### REQUIRED TASKS
1. Rewrite the paragraph of the passage on motions to dismiss that begins "Thus, a motion to dismiss must be denied" as a shorter bulleted list that keeps its main facts.
2. Output the entries exactly as they appear, starting with the line that contains "Target: mallard drake" and going on through the last line of the entries.

### PASSAGE TO READ
****************************************

Thus, a motion to dismiss must be denied "unless it appears beyond a doubt that the plaintiff can prove no set of facts in support of his claim which would entitle him to relief." Scheuer v. Rhodes, 416 U.S. 232, 236, 94 S.Ct. 1683, 1686, 40 L.Ed.2d 90 (1974) (citing Conley v. Gibson, 355 U.S. 41, 45-46, 78 S.Ct. 99, 101-02, 2 L.Ed.2d 80 (1957)); see also Morales v. New York State Dep't of Corrections, 842 F.2d 27, 30 (2d Cir. 1988). In deciding a motion to dismiss, the Court must limit its analysis to the four corners of the complaint, see Kopec v. Coughlin, 922 F.2d 152, 154-55 (2d Cir. 1991), and must accept the plaintiff's allegations of fact as true, together with such reasonable inferences as may be drawn in his favor. Papasan v. Allain, 478 U.S. 265, 283, 106 S.Ct. 2932, 2943, 92 L.Ed.2d 209 (1986); Murray v. Milford, 380 F.2d 468, 470 (2d Cir. 1967); Hill v. Sullivan, 125 F.R.D. 86, 90 (S.D.N.Y. 1989) ("all allegations in plaintiffs' amended complaint must be accepted as true and liberally construed."); see also Scheuer, supra, 416 U.S. at 236, 94 S.Ct. at 1686. Federal Rule of Civil Procedure 8(a) requires only a "`short and plain statement of the claim' that will give the defendant fair notice of what plaintiff's claim is and the ground upon which it rests." Conley, supra, 355 U.S. at 47, 78 S.Ct. at 103 (quoting Fed.R.Civ.P. 8(a)).

****************************************

### MATERIAL SHOWN
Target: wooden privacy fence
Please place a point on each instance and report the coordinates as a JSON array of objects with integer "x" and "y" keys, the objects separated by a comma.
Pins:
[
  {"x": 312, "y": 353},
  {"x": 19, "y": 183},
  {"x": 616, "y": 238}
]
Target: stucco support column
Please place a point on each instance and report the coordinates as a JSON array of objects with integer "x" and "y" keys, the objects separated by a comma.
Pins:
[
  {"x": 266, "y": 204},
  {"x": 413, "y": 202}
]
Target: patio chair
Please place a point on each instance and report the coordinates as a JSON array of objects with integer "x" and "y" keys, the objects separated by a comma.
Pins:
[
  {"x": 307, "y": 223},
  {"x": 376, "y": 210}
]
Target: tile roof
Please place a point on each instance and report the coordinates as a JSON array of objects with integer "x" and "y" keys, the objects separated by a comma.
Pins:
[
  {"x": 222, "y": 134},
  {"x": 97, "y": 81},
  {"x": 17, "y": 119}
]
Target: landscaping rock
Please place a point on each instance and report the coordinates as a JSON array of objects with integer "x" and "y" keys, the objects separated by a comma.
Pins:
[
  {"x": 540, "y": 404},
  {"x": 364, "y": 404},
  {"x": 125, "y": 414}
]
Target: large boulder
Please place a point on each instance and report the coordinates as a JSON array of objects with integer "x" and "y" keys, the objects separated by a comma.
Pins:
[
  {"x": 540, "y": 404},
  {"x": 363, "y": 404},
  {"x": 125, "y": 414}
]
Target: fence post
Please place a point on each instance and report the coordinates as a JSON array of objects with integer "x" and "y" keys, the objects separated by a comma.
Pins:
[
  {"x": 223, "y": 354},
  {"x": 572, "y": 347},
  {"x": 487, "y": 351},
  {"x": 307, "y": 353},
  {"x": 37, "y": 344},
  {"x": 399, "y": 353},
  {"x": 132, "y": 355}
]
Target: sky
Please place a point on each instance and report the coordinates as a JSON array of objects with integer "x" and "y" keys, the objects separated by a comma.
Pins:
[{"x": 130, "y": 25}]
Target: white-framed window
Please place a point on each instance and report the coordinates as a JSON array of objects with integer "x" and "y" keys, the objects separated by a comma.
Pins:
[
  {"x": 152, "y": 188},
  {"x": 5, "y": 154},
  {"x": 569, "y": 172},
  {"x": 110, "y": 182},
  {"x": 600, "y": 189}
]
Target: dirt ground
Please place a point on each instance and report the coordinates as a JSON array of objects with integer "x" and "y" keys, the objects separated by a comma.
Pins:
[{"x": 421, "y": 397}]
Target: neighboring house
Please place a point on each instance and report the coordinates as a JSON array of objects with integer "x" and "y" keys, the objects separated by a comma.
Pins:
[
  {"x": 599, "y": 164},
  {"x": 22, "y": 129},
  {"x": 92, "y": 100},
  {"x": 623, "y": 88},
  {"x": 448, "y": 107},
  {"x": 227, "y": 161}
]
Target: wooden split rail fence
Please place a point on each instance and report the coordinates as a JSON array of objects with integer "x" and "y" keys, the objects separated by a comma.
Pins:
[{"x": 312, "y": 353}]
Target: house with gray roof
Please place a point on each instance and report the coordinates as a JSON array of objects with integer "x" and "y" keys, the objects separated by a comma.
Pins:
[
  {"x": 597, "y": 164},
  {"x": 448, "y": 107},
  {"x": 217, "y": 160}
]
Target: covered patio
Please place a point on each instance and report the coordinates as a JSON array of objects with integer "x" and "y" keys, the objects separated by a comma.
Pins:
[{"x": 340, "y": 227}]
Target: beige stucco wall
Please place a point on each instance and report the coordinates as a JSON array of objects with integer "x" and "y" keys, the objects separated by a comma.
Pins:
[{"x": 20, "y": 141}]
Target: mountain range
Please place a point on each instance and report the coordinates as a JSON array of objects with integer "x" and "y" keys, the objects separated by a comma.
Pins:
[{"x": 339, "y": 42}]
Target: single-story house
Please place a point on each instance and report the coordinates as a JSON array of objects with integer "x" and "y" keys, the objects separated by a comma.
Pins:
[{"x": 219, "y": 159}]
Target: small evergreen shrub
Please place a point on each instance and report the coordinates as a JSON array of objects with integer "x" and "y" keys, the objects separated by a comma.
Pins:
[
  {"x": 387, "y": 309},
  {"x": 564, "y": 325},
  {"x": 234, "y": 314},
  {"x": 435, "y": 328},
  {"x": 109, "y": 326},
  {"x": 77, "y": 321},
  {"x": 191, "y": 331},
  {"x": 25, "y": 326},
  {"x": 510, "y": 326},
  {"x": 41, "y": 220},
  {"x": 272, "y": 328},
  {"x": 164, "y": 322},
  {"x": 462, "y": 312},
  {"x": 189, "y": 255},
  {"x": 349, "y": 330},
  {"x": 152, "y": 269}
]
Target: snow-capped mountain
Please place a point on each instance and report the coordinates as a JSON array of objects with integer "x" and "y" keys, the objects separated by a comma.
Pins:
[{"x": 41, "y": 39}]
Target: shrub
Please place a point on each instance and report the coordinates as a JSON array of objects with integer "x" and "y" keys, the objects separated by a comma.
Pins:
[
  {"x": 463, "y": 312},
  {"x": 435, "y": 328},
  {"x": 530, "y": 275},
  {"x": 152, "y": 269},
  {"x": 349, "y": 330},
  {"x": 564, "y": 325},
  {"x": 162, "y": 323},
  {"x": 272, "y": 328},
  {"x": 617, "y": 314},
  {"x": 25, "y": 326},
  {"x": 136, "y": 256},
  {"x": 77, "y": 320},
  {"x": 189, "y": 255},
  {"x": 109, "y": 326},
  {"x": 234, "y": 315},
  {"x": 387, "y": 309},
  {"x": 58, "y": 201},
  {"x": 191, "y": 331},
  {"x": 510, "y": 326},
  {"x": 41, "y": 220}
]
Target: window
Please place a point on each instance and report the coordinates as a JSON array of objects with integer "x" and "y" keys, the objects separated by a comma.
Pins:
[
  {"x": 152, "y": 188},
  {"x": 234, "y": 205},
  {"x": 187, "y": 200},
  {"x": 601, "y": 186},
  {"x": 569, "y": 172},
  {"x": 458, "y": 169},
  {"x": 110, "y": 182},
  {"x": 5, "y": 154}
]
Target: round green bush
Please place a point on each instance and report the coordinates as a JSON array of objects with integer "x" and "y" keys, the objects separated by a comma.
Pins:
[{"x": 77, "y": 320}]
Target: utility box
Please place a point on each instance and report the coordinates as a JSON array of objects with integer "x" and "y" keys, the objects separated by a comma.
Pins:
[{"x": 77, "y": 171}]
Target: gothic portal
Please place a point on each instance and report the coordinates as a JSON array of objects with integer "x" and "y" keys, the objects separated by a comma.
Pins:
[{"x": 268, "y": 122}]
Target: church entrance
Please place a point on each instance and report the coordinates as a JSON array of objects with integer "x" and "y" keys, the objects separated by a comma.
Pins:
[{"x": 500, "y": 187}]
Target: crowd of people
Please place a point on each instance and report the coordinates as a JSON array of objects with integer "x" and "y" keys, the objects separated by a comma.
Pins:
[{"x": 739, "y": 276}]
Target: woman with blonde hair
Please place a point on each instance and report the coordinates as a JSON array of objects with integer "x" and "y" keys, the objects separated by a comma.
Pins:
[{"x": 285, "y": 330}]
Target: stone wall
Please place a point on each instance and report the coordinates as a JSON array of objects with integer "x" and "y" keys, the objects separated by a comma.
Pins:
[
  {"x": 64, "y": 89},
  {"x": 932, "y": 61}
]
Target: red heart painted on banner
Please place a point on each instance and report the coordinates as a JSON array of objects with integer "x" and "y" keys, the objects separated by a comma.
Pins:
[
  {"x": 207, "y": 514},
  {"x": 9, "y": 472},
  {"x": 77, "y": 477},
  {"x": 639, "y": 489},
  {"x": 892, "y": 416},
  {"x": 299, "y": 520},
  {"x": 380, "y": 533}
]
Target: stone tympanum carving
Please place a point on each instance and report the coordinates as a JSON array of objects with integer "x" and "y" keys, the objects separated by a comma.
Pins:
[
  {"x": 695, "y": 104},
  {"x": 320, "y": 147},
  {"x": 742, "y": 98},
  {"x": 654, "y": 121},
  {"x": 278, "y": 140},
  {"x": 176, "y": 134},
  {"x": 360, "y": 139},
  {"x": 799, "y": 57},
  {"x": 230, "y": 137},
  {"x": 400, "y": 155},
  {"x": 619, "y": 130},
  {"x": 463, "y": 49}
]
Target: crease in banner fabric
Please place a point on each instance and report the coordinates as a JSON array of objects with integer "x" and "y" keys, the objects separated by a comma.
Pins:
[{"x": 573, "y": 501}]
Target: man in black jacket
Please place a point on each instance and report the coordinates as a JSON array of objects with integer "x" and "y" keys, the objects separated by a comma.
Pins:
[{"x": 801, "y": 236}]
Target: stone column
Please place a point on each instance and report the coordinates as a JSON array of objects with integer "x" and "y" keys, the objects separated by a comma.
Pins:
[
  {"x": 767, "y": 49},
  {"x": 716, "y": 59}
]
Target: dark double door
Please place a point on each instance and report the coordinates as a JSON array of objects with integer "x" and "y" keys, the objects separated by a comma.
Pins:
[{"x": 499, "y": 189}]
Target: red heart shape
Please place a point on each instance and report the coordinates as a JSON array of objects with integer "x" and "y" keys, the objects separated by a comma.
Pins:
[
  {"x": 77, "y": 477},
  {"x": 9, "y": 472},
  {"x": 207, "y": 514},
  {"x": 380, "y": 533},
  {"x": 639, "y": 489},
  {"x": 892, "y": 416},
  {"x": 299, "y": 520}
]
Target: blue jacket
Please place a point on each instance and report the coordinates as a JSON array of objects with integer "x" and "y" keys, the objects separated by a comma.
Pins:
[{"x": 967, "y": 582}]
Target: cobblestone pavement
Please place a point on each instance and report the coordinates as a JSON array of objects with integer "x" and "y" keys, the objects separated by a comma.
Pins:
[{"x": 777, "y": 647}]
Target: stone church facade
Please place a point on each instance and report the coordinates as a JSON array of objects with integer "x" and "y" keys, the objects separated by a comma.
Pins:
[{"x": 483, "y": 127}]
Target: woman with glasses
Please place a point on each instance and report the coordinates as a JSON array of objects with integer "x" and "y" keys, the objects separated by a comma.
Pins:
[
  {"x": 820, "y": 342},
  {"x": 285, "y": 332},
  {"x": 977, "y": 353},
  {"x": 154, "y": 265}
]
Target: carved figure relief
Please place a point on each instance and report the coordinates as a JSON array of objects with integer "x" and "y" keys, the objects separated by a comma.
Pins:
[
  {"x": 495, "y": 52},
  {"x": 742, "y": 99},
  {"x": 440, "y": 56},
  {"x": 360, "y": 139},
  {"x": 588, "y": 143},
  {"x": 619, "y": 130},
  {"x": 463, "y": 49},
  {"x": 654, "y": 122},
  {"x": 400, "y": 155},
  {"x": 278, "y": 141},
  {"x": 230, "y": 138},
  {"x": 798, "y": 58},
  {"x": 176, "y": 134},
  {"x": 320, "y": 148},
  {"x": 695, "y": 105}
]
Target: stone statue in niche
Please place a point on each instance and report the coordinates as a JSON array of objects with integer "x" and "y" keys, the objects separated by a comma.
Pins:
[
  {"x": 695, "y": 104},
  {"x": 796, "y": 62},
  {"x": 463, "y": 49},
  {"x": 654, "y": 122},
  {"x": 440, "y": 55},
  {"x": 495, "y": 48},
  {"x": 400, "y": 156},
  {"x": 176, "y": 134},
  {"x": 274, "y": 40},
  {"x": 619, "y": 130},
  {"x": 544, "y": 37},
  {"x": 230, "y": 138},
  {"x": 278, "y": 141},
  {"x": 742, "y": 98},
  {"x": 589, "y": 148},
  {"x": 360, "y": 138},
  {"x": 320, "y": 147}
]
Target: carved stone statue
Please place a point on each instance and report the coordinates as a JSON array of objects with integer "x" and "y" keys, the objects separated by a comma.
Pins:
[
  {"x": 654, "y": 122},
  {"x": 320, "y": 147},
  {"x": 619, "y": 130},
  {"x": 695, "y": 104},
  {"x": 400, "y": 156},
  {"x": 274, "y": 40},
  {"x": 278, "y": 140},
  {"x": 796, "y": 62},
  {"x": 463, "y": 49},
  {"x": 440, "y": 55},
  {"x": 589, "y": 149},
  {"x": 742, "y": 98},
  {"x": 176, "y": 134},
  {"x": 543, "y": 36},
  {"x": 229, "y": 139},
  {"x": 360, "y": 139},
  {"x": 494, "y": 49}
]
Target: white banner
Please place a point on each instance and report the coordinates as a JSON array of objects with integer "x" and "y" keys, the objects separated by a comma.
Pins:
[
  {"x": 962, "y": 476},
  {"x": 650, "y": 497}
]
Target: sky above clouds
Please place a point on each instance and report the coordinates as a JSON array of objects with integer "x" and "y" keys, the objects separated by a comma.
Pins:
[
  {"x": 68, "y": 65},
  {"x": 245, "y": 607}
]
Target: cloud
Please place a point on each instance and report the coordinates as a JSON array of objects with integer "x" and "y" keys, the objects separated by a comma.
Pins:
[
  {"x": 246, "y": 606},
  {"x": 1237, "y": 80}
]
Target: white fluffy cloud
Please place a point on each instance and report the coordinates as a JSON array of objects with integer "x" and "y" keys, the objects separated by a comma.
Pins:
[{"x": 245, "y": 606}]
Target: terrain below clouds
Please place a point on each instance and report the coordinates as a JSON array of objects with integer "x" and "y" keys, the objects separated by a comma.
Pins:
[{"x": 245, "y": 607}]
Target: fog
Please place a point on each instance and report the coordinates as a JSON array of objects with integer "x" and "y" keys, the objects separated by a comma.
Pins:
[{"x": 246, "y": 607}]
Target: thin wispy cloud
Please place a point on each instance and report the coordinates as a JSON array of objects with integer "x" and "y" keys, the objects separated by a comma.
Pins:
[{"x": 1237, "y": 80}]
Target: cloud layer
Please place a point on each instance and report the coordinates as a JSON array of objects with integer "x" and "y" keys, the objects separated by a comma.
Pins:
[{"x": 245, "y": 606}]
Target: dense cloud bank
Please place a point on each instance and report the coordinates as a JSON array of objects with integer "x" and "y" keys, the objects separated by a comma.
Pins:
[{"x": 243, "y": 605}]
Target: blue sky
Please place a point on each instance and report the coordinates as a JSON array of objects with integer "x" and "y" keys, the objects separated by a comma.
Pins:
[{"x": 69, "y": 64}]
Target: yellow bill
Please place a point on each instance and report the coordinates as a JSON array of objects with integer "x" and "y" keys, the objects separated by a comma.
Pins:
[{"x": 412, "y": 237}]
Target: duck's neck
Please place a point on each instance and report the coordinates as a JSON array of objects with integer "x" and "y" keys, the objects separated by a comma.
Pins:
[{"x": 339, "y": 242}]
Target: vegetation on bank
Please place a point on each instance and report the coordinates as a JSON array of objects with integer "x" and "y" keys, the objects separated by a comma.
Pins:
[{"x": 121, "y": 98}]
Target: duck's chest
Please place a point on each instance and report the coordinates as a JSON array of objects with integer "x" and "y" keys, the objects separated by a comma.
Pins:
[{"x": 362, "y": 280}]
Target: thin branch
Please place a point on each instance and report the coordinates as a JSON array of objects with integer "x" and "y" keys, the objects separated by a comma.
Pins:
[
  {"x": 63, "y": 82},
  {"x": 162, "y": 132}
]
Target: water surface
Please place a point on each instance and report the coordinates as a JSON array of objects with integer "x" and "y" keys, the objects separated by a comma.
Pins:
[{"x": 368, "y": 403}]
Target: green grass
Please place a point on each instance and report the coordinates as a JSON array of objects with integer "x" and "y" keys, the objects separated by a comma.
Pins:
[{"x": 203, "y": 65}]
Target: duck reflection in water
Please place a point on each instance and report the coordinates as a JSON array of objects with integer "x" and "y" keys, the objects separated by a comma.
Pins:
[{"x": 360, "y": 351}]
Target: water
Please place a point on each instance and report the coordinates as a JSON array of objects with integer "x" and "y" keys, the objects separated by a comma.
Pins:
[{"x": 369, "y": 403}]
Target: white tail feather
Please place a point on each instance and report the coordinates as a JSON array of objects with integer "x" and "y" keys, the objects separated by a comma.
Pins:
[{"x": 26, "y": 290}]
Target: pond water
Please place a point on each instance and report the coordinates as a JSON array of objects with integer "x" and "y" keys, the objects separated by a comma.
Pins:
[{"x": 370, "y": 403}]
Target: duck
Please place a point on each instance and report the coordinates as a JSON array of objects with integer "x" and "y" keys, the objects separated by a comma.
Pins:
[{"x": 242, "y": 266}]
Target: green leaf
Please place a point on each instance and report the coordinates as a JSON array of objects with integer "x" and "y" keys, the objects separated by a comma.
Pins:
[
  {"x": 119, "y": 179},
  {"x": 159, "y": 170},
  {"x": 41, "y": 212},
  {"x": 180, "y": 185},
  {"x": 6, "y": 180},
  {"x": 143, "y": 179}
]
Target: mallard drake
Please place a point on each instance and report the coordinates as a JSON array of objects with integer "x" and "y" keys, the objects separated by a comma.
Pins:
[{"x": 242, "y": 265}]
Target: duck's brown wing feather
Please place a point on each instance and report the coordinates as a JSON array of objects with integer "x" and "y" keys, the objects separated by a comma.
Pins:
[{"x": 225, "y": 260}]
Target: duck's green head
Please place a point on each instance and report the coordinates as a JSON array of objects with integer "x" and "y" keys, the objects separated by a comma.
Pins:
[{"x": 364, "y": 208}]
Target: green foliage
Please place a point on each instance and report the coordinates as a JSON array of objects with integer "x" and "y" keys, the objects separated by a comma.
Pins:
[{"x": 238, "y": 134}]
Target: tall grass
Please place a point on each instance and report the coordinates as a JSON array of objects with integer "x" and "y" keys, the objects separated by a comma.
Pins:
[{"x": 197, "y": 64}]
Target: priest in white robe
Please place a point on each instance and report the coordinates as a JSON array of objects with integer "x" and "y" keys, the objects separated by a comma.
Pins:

****************************************

### PER-TASK OUTPUTS
1.
- A motion to dismiss must be denied unless it appears beyond doubt that the plaintiff can prove no set of facts supporting a claim that would entitle him to relief (Scheuer v. Rhodes, citing Conley v. Gibson; see also Morales v. New York State Dep't of Corrections).
- In deciding the motion, the Court must limit its analysis to the four corners of the complaint (Kopec v. Coughlin).
- The Court must accept the plaintiff's factual allegations as true, along with reasonable inferences drawn in his favor (Papasan v. Allain; Murray v. Milford; Hill v. Sullivan).
- Federal Rule of Civil Procedure 8(a) requires only a "short and plain statement of the claim" that gives the defendant fair notice of the claim and the ground on which it rests (Conley).

2.
Target: mallard drake
Please place a point on each instance and report the coordinates as a JSON array of objects with integer "x" and "y" keys, the objects separated by a comma.
Pins:
[{"x": 242, "y": 265}]
Target: duck's brown wing feather
Please place a point on each instance and report the coordinates as a JSON array of objects with integer "x" and "y" keys, the objects separated by a comma.
Pins:
[{"x": 225, "y": 260}]
Target: duck's green head
Please place a point on each instance and report the coordinates as a JSON array of objects with integer "x" and "y" keys, the objects separated by a comma.
Pins:
[{"x": 364, "y": 208}]
Target: green foliage
Please place a point on each instance and report the coordinates as a JSON array of objects with integer "x" and "y" keys, the objects separated by a comma.
Pins:
[{"x": 238, "y": 134}]
Target: tall grass
Please place a point on each instance and report the coordinates as a JSON array of objects with integer "x" and "y" keys, the objects separated by a comma.
Pins:
[{"x": 197, "y": 64}]
Target: priest in white robe
Please place a point on each instance and report the coordinates as a JSON array of objects with integer "x" and "y" keys, the objects separated by a comma.
Pins:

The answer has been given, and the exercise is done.